DATA SHOWN Block Start

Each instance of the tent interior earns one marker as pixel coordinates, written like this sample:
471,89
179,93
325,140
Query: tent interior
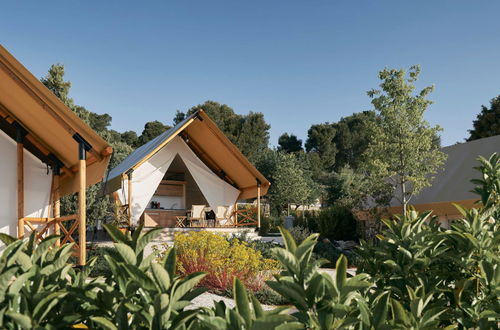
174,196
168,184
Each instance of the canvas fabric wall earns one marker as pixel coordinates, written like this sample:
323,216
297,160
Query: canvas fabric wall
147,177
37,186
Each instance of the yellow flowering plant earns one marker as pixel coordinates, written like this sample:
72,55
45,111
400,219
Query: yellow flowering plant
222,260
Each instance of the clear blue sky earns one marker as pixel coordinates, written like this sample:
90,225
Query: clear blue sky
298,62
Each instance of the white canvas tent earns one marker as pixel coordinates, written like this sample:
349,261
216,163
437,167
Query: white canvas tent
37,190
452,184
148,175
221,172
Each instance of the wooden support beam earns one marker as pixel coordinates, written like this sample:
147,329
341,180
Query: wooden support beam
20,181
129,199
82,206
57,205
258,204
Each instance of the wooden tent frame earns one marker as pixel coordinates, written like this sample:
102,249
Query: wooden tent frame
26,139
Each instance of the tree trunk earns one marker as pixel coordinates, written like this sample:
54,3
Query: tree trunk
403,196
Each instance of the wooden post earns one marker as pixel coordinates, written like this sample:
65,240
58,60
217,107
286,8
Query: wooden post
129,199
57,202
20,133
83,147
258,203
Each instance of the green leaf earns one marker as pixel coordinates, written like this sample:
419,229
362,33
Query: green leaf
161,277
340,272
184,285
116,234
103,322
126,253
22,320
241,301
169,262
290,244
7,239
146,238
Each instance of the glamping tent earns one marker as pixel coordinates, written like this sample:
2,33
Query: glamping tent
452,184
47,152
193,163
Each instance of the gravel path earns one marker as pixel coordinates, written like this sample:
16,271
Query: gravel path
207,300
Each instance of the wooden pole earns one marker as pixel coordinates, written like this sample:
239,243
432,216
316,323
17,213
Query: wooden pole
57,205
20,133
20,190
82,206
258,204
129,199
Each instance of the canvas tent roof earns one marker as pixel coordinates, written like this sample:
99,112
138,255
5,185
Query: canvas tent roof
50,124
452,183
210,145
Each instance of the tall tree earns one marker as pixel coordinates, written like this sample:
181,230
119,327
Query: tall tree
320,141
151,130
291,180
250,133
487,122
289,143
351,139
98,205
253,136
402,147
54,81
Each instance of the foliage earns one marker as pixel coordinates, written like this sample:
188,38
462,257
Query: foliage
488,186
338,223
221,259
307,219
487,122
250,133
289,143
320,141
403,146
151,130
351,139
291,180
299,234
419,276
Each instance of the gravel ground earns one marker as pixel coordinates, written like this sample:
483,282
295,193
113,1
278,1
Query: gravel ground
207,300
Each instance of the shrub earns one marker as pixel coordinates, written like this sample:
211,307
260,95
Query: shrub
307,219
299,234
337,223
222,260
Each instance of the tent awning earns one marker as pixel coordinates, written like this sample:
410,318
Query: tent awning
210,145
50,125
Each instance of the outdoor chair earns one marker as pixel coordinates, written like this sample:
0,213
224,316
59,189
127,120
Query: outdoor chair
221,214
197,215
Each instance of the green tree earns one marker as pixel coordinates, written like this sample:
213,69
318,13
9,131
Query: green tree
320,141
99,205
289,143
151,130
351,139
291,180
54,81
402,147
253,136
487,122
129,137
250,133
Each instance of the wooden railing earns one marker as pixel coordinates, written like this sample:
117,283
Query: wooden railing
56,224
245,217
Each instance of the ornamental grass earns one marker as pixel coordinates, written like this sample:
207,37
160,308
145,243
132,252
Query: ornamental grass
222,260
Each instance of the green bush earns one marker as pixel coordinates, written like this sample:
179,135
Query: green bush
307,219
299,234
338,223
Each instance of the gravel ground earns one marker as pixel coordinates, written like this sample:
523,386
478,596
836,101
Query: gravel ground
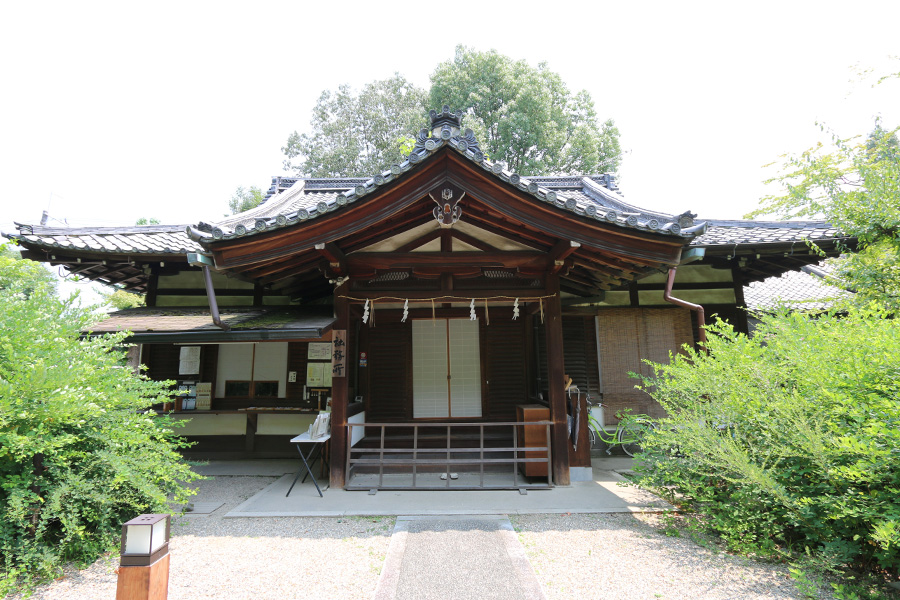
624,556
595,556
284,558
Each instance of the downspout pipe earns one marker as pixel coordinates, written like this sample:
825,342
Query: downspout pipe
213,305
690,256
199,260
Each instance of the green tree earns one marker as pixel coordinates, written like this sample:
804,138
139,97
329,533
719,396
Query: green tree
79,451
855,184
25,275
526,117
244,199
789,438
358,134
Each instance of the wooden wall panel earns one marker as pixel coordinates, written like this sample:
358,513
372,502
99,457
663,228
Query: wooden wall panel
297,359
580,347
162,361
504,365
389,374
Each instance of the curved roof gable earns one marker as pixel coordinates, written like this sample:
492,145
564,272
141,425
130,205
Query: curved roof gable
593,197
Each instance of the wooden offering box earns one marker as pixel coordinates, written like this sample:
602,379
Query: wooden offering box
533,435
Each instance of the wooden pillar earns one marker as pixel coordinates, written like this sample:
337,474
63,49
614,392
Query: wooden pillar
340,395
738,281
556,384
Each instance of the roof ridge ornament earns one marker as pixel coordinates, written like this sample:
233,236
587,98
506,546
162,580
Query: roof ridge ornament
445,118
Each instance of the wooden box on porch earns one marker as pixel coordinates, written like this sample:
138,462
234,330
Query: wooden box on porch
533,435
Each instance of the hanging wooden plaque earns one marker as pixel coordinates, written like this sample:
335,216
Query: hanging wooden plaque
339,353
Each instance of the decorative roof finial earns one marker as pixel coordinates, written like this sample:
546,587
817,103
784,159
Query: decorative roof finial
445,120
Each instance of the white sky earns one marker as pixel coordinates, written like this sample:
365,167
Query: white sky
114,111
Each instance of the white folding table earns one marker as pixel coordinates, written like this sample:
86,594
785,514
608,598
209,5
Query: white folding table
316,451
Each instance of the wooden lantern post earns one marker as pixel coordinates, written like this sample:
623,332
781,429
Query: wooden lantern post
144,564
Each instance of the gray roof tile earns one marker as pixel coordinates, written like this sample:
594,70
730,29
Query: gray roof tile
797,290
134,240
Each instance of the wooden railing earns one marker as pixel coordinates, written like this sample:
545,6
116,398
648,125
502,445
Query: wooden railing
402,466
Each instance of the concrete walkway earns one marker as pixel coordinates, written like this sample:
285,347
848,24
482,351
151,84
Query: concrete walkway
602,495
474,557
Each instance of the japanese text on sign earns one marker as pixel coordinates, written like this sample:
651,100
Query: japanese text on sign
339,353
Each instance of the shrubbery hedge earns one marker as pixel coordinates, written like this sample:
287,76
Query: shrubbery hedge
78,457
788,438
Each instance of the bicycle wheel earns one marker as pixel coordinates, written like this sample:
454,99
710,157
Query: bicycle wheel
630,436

DATA SHOWN Block End

● **DIRECTIONS FOR THIS TASK**
Leave every picture out, and transcribe the data above exactly as it reads.

● **YOUR RESPONSE**
Each instance of the tent interior earns one marker as pixel coordinates, written like this sample:
471,89
179,93
325,140
Query: tent interior
174,196
168,184
Each instance of the canvas fabric wall earns one marker as pixel coordinates, written like this sample:
323,216
297,160
Query: canvas fabric wall
147,177
37,186
Each instance of the yellow flowering plant earns one marker as pixel coordinates, written like this sample:
72,55
45,111
400,219
Query: yellow flowering plant
222,260
Each instance of the clear blue sky earns one marker as pixel coordinates, written like this sample:
90,225
Query: clear blue sky
298,62
Each instance of the white canvas tent earns one marker as pixel coordinates, written like this sample:
349,261
216,163
437,167
Query: white canvas tent
37,190
452,184
148,175
221,172
Each instance of the wooden support beam earns one marker as pixel coordinates, written like this sample:
147,329
341,180
Query: wooden support beam
20,181
129,199
82,206
57,205
258,204
Each instance of the wooden tent frame earns one marker as pixel coordinates, written like this sample:
102,249
Query: wooden tent frame
26,139
Each instance of the tree trunk earns one marker as pixel coordinates, written like this sample:
54,3
Query: tree trunk
403,196
Each instance of the wooden post earns one marker as pixel coordinates, written like this sample:
65,240
58,60
217,107
286,8
Query: wooden post
129,199
57,202
20,133
83,147
258,203
Each instance of the green leaf earns one marker as pixel coordinates, written like this sample:
419,229
362,33
Query: green leaf
161,277
340,272
184,285
116,234
103,322
126,253
22,320
241,301
169,262
290,244
7,239
146,238
Each instance of the glamping tent earns one marker as pixel coordinates, written like this sample:
2,33
Query: glamping tent
452,184
47,152
193,163
Each instance of the gravel path earns one marker as pixel coordinates, written like this sample:
16,271
Query: gravel path
207,300
Each instance of the wooden pole earns one marker as pixel coordinates, written like this sample:
239,243
432,216
316,323
17,213
Query: wooden pole
57,205
20,133
20,190
82,206
258,204
129,199
Each instance of the canvas tent roof earns one marker as pixel coordinates, written like this sample:
99,112
138,255
5,185
Query: canvas tent roof
50,124
452,183
210,145
Each instance of the tall tree earns one marker as pixel coordinates, written like this sample:
181,230
119,327
Query: tall tree
320,141
151,130
291,180
250,133
487,122
289,143
351,139
98,205
253,136
402,147
54,81
Each instance of the foliage earns one marker as pixel coordinates, written like this sample:
188,38
462,257
Query: foliage
488,186
338,223
221,259
307,219
487,122
250,133
289,143
320,141
403,146
151,130
351,139
291,180
299,234
419,276
Each instance of the gravel ground earns one marker as pixel coordinates, written like this sample:
483,282
295,193
113,1
278,1
Query: gravel ground
207,300
Each instance of the shrub earns one marker as pixel coordinates, written like this sample:
211,307
260,95
Query: shrub
307,219
299,234
337,223
222,260
Each instance of the tent awning earns one marker as pixel coordinates, written like this sample:
410,318
Query: tent awning
210,145
50,125
Each instance of the outdoor chair earns one marker as pixel coordinates, written like this sample:
0,213
224,316
59,189
127,120
Query: outdoor chair
221,214
197,215
Each instance of the green tree earns one marker as pixel coordinates, written like this sample:
213,69
318,13
9,131
Query: green tree
320,141
99,205
289,143
151,130
351,139
291,180
54,81
402,147
253,136
487,122
129,137
250,133
Each instance of the wooden railing earns one marker as pixel coordinates, written like this sample:
117,283
Query: wooden railing
56,224
245,217
Each instance of the ornamental grass earns one marker as pixel coordinates, written like this sample:
207,37
160,308
145,243
132,252
Query: ornamental grass
222,260
Each instance of the green bush earns one marker as pixel coordinates, written like this sample:
179,135
Query: green bush
307,219
299,234
338,223
Each instance of the gravel ground earns one marker as pixel coordinates, written like this sample:
523,386
478,596
836,101
Query: gravel ground
624,556
595,556
284,558
Each instance of the downspout pipe earns one marker as pixel coordinates, written like this sample:
825,342
Query: downspout pipe
213,305
690,256
199,260
Each instance of the green tree earns one marker as pixel coordinates, written like this sample:
804,138
139,97
329,533
719,396
Query: green tree
79,451
855,184
25,275
526,117
244,199
789,438
358,134
Each instance of the wooden wall panel earns one marker as pixel coordinates, written like this sample:
358,513
372,502
99,457
663,228
Query: wooden wall panel
297,359
580,347
162,361
504,365
389,374
Each instance of the curved roof gable earns one marker as pixel coordinates, written like this sample:
492,145
564,272
141,425
130,205
Query: curved roof gable
593,197
Each instance of the wooden offering box earns one marker as pixel coordinates, written like this sample:
602,379
Query: wooden offering box
533,435
Each instance of the wooden pillar earns one marker as pixel coordinates, written like this sample:
337,474
63,49
614,392
Query: wooden pillar
340,395
738,281
556,384
Each instance of the roof ridge ornament earns one marker as pixel coordinates, written like this sample:
233,236
587,98
506,546
162,580
Query: roof ridge ornament
445,118
Each instance of the wooden box on porch earns one marker as pixel coordinates, written like this sample:
138,462
234,330
Query: wooden box on porch
533,435
Each instance of the hanging wooden plaque earns one marker as pixel coordinates, written like this sample:
335,216
Query: hanging wooden plaque
339,353
Each instance of the decorative roof finial earns one marker as pixel coordinates, written like this sample:
546,587
817,103
784,159
Query: decorative roof finial
445,120
Each instance of the white sky earns one marker as pixel coordinates, written like this sample:
365,167
Query: white sky
114,111
Each instance of the white folding table earns one marker as pixel coordinates, written like this sample:
86,594
785,514
608,598
209,5
Query: white folding table
316,451
Each instance of the wooden lantern post earns one marker as pixel coordinates, written like this sample:
623,332
781,429
Query: wooden lantern post
144,564
Each instance of the gray roof tile earns one marker as pixel coordinates, written like this sample:
594,70
730,29
Query: gray roof tile
797,290
134,240
Each instance of the wooden railing earns one marker as pixel coordinates, written like this sample:
545,6
116,398
648,125
502,445
Query: wooden railing
402,466
Each instance of the concrete walkway earns one marker as pixel coordinates, written like this sample:
285,347
848,24
482,351
151,84
Query: concrete walkway
602,495
474,557
Each instance of the japanese text on sign earns one marker as pixel coordinates, written like this sample:
651,100
Query: japanese text on sign
339,353
Each instance of the shrubbery hedge earns one marker as pixel coordinates, written like this sample:
287,76
Query: shrubbery hedge
78,457
788,438
Each instance of the bicycle wheel earns one marker as pixel coordinates, written like this sample:
454,99
710,157
Query: bicycle wheel
630,436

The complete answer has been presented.